### [Given data]
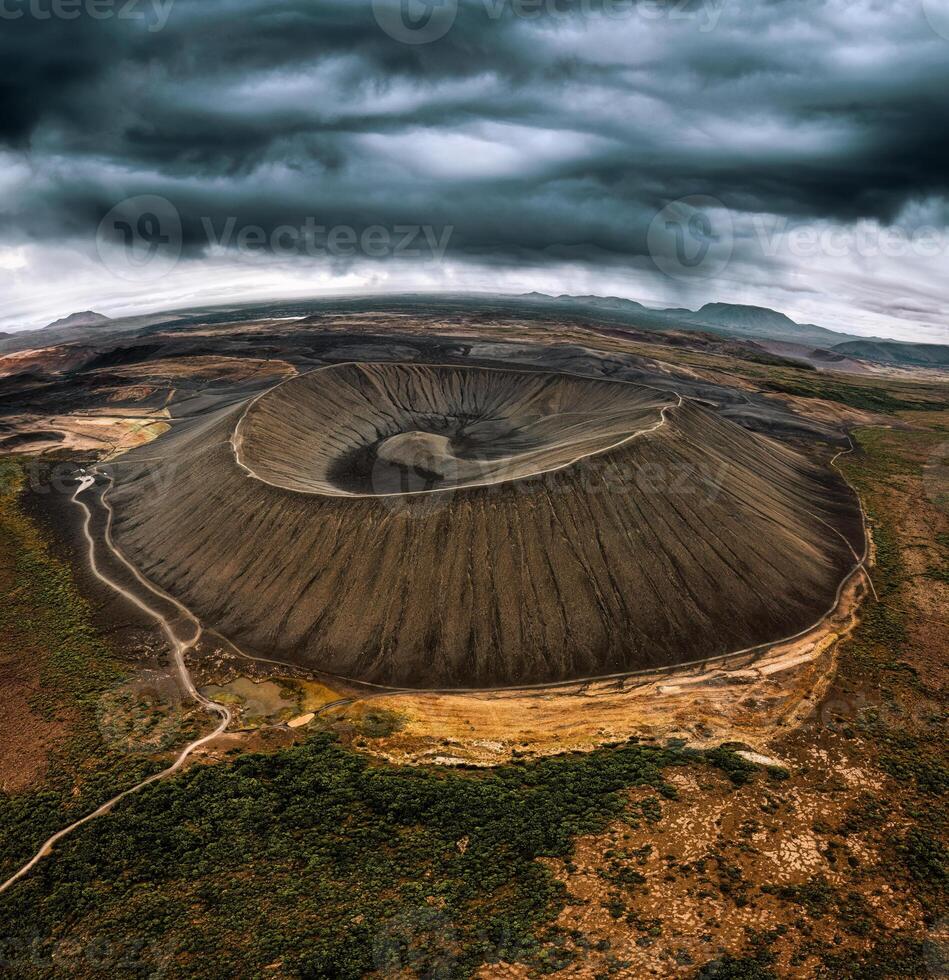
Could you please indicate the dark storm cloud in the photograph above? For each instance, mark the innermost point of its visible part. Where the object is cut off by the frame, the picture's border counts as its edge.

* * *

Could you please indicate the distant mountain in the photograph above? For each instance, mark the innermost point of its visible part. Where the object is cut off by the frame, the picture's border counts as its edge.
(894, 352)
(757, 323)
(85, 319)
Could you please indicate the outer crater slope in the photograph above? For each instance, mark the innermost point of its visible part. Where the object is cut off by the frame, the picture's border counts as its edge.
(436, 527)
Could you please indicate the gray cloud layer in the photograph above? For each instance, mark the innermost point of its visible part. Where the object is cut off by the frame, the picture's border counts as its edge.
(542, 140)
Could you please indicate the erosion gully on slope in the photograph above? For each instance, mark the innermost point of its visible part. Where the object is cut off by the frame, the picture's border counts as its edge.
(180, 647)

---

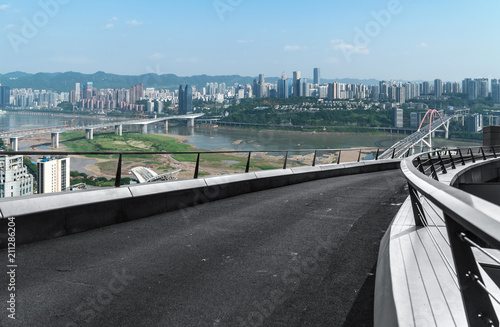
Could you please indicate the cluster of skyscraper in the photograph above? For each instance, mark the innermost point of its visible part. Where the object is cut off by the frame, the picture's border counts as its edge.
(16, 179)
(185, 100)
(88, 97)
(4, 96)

### [Set task]
Collect every line of the records that contains the word "slope", matching case exactly.

### [Solution]
Could you please indicate the outer crater slope in the photograph above? For each instance, mark the innermost point of its visible part. Where the object is cut off by the frame, the picture's border counts as its edge.
Could you please indicate the erosion gully on slope in the photograph above? For each instance, mark the innermost point of its visible part. Where the object is cut off by the frame, the picture's border counts as its edge.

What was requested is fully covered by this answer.